→ **练习说明**:
把下面的数据从头到尾一字不差地复制一遍。

→ **取自某个集合的条目**:
::::::::

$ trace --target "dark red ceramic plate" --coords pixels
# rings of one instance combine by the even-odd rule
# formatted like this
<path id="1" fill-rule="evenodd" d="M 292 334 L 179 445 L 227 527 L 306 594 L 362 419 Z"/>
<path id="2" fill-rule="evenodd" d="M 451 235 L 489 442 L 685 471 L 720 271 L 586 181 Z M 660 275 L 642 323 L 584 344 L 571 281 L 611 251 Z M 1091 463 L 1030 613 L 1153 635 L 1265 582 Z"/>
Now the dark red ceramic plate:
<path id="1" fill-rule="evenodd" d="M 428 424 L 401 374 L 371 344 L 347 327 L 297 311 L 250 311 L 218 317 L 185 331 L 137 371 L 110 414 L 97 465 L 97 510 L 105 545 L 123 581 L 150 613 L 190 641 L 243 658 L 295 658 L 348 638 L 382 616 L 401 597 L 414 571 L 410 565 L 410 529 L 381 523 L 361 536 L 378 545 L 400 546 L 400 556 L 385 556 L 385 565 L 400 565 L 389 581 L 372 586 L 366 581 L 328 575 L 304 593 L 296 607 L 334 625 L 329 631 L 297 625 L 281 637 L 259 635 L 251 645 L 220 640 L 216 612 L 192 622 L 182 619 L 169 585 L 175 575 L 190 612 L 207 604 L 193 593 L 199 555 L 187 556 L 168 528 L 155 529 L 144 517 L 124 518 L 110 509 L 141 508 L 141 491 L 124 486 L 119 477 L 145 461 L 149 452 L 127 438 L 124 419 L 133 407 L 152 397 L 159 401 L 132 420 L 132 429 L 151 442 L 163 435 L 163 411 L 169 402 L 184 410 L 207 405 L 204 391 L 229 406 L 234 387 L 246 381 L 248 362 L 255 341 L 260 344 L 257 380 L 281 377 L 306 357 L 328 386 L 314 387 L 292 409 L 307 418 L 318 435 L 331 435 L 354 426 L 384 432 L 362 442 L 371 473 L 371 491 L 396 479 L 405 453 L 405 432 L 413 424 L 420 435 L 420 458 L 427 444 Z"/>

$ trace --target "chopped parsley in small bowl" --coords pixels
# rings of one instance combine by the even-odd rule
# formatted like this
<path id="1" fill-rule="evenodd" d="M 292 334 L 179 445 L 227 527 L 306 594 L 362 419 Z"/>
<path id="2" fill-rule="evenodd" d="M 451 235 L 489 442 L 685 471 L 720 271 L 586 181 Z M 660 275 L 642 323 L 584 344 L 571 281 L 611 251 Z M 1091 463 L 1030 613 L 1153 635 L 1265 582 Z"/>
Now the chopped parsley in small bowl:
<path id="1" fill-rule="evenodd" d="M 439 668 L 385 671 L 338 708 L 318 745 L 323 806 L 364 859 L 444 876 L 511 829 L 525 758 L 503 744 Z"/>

::::::::

→ **练习结果**:
$ trace --target "dark red ceramic plate" --coords pixels
# rings of one instance combine by the even-odd rule
# formatted like this
<path id="1" fill-rule="evenodd" d="M 292 334 L 179 445 L 227 527 L 306 594 L 362 419 Z"/>
<path id="2" fill-rule="evenodd" d="M 451 235 L 489 442 L 685 471 L 720 271 L 586 181 Z M 660 275 L 642 323 L 584 344 L 571 281 L 611 251 Z M 1091 463 L 1030 613 L 1153 635 L 1265 582 Z"/>
Now the dark red ceramic plate:
<path id="1" fill-rule="evenodd" d="M 428 424 L 401 374 L 371 344 L 347 327 L 297 311 L 250 311 L 218 317 L 185 331 L 137 371 L 110 414 L 97 465 L 97 510 L 105 545 L 123 581 L 150 613 L 190 641 L 243 658 L 295 658 L 348 638 L 382 616 L 401 597 L 414 571 L 410 565 L 410 529 L 381 523 L 361 536 L 378 545 L 400 546 L 400 556 L 385 556 L 385 565 L 400 565 L 389 581 L 372 586 L 366 581 L 328 575 L 304 593 L 296 607 L 334 625 L 329 631 L 297 625 L 281 637 L 259 635 L 251 645 L 220 640 L 216 612 L 192 622 L 182 619 L 169 585 L 175 575 L 190 612 L 207 604 L 193 593 L 199 555 L 187 556 L 168 528 L 155 529 L 144 517 L 124 518 L 110 509 L 141 508 L 141 491 L 124 486 L 119 477 L 145 461 L 149 452 L 127 438 L 124 419 L 133 407 L 152 397 L 159 401 L 132 420 L 132 429 L 151 442 L 163 435 L 163 411 L 169 402 L 184 410 L 207 405 L 204 391 L 229 406 L 234 387 L 246 381 L 248 362 L 255 341 L 260 344 L 257 380 L 281 377 L 306 357 L 328 386 L 314 387 L 292 409 L 307 418 L 318 435 L 331 435 L 354 426 L 384 432 L 362 442 L 371 473 L 371 491 L 396 479 L 405 453 L 405 432 L 413 424 L 420 435 L 420 458 L 427 444 Z"/>

$ trace --target "chopped parsley in small bowl" --coords pixels
# rings of one instance combine by the even-odd rule
# formatted like this
<path id="1" fill-rule="evenodd" d="M 292 334 L 179 445 L 227 527 L 306 594 L 362 419 Z"/>
<path id="2" fill-rule="evenodd" d="M 451 235 L 489 442 L 685 471 L 720 271 L 586 181 Z M 660 275 L 642 323 L 584 344 L 571 281 L 611 251 Z M 1091 463 L 1030 613 L 1153 635 L 1265 582 Z"/>
Now the chopped parsley in small bowl:
<path id="1" fill-rule="evenodd" d="M 439 668 L 385 671 L 338 708 L 318 745 L 323 806 L 364 859 L 444 876 L 511 829 L 525 758 L 503 744 Z"/>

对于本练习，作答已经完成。